──────── Excerpted text

Now for some the gory details and minor quibbles. In function calls you can get a slightly different behaviour, and it is a judgement call about whether to think about this as there being a syntactic difference, or whether you think of the way it behaved in assignment to be the same as the function case - just with the default behaviour. I'd lean towards saying that the syntax is the same - but only functions can specify non-default behaviour.
Explaining that will take a bit.
First of all what is a list? A list is what you'd guess naively, an ordered list of things. Think of shoving a bunch of stuff on the stack - that's a list. In fact I believe that that's how Perl actually works internally, it sticks pointers to the list on the stack, and calls an operation that is supposed to do something with those arguments. When the opcode finishes, the stack is cleared. This all happens at the C-level, all actual Perl data structures are kept in the heap. They have to be because their lifetime is indeterminate when the data is created. (Note that in Perl 6 even lists will be created in the heap to allow continuations to be added to the language. This is very similar to Python vs Stackless Python.)

────────────────
──────── Record excerpts

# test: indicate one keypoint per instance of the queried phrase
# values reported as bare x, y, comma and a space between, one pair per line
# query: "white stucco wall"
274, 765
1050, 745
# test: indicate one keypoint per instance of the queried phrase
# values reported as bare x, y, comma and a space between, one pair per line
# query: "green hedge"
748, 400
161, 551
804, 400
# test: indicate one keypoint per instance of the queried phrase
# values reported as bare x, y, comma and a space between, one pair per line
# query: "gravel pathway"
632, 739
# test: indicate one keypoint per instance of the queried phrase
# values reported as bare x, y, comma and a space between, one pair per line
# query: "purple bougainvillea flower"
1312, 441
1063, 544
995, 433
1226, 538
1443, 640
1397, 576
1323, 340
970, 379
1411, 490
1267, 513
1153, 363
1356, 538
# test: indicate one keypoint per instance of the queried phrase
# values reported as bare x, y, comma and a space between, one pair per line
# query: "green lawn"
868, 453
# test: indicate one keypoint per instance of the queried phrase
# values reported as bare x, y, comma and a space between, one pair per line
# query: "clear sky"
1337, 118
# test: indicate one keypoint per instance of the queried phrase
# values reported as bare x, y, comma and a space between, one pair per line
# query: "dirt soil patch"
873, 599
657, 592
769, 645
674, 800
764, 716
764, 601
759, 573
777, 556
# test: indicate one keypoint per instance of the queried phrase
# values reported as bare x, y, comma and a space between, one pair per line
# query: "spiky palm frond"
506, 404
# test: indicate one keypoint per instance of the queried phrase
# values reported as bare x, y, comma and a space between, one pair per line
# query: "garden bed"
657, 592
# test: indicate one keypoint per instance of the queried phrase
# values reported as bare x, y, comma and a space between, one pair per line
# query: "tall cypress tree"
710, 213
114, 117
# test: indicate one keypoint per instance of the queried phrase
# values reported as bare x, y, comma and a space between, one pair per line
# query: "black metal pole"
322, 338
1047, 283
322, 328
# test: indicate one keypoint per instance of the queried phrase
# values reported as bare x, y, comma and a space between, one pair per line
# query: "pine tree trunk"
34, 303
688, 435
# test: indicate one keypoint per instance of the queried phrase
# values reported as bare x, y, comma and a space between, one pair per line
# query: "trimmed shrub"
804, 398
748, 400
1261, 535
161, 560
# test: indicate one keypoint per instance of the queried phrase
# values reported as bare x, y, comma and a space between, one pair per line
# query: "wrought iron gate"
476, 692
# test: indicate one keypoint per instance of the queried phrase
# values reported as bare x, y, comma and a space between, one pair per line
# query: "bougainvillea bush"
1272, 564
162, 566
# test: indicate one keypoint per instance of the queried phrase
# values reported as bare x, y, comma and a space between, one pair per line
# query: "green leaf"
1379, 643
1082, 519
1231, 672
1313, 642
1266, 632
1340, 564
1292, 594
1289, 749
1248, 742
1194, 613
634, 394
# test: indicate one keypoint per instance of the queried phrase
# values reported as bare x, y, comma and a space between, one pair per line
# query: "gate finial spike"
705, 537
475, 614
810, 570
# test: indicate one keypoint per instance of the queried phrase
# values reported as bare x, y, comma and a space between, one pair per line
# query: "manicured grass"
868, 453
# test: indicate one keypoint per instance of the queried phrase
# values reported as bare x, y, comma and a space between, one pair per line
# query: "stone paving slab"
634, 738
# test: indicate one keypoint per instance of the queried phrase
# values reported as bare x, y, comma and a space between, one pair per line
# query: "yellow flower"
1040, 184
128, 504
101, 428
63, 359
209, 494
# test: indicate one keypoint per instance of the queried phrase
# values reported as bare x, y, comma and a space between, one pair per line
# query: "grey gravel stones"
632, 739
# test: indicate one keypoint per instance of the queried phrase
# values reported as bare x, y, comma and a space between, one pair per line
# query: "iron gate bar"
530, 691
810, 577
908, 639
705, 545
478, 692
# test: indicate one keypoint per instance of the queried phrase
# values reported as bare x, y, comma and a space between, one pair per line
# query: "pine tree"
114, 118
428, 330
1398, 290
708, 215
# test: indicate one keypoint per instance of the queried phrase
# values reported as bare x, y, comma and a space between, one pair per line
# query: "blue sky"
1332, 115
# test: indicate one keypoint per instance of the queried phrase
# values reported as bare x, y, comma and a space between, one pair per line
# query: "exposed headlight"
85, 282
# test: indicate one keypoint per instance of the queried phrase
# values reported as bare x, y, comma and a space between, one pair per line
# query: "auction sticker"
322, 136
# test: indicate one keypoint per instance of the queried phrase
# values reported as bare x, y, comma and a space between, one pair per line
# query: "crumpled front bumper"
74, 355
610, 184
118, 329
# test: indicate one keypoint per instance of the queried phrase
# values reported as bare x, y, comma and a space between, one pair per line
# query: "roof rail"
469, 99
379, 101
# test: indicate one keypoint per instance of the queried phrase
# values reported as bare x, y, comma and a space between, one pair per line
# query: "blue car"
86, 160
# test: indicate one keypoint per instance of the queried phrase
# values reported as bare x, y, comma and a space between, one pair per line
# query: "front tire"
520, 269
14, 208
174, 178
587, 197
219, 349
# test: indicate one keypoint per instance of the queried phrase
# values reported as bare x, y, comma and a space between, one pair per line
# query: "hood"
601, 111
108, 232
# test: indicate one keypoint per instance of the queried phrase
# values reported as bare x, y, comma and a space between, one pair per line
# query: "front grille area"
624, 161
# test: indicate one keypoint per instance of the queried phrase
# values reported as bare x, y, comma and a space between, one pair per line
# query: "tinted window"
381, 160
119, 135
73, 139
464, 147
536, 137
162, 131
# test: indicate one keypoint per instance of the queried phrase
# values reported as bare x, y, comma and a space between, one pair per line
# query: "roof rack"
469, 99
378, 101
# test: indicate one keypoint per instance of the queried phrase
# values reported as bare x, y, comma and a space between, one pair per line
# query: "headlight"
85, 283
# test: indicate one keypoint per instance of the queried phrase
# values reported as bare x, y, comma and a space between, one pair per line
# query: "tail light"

────────────────

What the task asks: Extend the passage on Perl lists and function-call behavior, picking up right after its last sentence.

The reply:
Arrays and hashes and most functions will accept a list and do something intelligent with it. If you assign the list to an array, the array is filled with that list, element 0 goes to element 0, element 1 goes to element 1 and so on. If you assign the list to a hash, it is interpreted as a list of key/value pairs and the hash is set up accordingly. If you call a function the elements of the list are aliased to @_, and the function is supposed to get the arguments from there.
Hopefully the idea of a list is fairly clear - it is supposed to be straightforward.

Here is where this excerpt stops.